- A block of data
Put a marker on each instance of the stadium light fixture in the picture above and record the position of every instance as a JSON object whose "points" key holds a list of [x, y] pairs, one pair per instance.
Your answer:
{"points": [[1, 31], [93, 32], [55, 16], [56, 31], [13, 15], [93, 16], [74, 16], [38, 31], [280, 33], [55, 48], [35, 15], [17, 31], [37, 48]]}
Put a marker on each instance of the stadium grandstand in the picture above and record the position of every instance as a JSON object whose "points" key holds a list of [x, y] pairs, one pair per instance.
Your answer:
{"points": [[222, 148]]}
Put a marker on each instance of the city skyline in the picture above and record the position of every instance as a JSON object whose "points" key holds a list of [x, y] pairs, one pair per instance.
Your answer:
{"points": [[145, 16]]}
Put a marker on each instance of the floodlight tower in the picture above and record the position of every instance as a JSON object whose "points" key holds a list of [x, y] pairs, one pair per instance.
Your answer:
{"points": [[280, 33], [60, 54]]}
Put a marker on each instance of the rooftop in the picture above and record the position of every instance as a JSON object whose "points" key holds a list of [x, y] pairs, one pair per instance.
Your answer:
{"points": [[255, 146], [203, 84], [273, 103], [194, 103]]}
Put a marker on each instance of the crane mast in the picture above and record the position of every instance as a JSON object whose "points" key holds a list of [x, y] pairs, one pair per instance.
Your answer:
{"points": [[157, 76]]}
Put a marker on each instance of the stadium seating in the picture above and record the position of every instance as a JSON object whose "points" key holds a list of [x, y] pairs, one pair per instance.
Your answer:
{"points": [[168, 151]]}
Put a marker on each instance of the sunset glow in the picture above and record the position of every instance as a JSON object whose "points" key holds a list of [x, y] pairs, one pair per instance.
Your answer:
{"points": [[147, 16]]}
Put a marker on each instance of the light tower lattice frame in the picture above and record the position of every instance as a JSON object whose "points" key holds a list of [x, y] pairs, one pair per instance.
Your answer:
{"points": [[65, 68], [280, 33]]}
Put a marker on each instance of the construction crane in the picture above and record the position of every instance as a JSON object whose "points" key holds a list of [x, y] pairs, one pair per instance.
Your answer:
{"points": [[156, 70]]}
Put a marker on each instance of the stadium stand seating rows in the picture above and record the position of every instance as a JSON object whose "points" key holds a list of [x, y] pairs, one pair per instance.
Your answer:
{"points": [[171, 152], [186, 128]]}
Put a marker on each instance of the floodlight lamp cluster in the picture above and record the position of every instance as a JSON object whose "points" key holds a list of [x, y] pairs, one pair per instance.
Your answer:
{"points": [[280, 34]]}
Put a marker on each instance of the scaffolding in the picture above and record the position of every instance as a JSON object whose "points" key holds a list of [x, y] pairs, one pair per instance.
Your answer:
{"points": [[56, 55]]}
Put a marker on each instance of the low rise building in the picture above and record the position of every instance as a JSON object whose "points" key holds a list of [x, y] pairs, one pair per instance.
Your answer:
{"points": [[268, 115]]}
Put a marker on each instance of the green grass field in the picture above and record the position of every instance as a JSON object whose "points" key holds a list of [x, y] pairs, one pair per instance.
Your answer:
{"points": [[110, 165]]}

- GOAL
Copy out the material above in its entirety. Every detail must match.

- RESPONSE FOR THIS EXERCISE
Put a marker on each instance of the stadium light fixture in the picture above and record the position of every instance as a JSON object whose "points" key holds a list of [x, y] pairs, one pair per instance.
Your answer:
{"points": [[1, 31], [93, 32], [55, 16], [56, 31], [13, 15], [93, 16], [74, 16], [38, 31], [280, 33], [55, 48], [35, 15], [17, 31], [37, 48]]}
Put a marker on each instance of the stadium grandstand in the picture above and record the position of every instance as a JSON object whose "points" key holds a list of [x, y] pairs, one pair per instance.
Your answer:
{"points": [[222, 148]]}
Put a marker on each instance of the city skyline in the picture above and record the position of every instance as a JSON object whose "points" key holds a list of [x, y] pairs, one pair per instance.
Your answer:
{"points": [[145, 16]]}
Put a marker on each instance of the floodlight tower in the picture above and record the position of every instance as a JSON object whose "points" key holds a list of [x, y] pairs, one pair per instance.
Your answer:
{"points": [[280, 33], [60, 54]]}
Put a marker on each instance of the rooftop in the picture above and record the position of every instance as a JSON object whose "points" key holds a list of [x, y] pairs, one pair per instance.
Your answer:
{"points": [[255, 146], [203, 84], [273, 103], [194, 103]]}
Put a marker on each instance of the crane mast in the picture above and record the position of every instance as a JSON object whose "points" key holds a list of [x, y] pairs, one pair per instance.
Your answer:
{"points": [[157, 76]]}
Put a marker on each instance of the stadium seating in the picture above and record the position of every instance as a JSON object whose "points" key holds a list of [x, y] pairs, one pair per instance.
Your answer:
{"points": [[168, 151]]}
Put a marker on each instance of the sunset glow in the picture above and record the position of every instance as a JSON object whose "points" key holds a list of [x, y] pairs, one pair per instance.
Your answer:
{"points": [[147, 16]]}
Put a marker on each instance of the light tower lattice frame in the picture above and record the position of every instance as a JSON object whose "points" key holds a list of [x, y] pairs, one pair per instance.
Your answer:
{"points": [[65, 68], [280, 33]]}
Put a marker on each instance of the construction crane in the picture above and record the position of every instance as a JSON object whose "points" key holds a list of [x, y] pairs, one pair per instance.
Your answer:
{"points": [[156, 70]]}
Put a marker on each instance of the stadium stand seating rows in the picture above and record the position of every instance as a JSON object whose "points" key holds a list of [x, y] pairs, one pair per instance.
Your answer:
{"points": [[171, 152], [186, 128]]}
Put a marker on each instance of the floodlight lamp cluster in the picture above and record the position of every instance as a JSON object whose "points" key holds a list of [x, y] pairs, one pair per instance.
Your answer:
{"points": [[280, 34]]}
Put a marker on each instance of the scaffolding in the picture above and record the position of every instance as a JSON object whose "points" key holds a list of [x, y] pairs, one pair per instance.
Your answer:
{"points": [[56, 55]]}
Put a marker on each instance of the low rise building in the picture above and record the position of every instance as a JSON object whose "points" key holds a list of [x, y] pairs, one pair per instance.
Your answer:
{"points": [[268, 115]]}
Put a marker on each instance of the green grass field in the picture above and record the position of every instance as a JSON object whose "points" key holds a list of [x, y] pairs, one pair per instance.
Your answer:
{"points": [[110, 165]]}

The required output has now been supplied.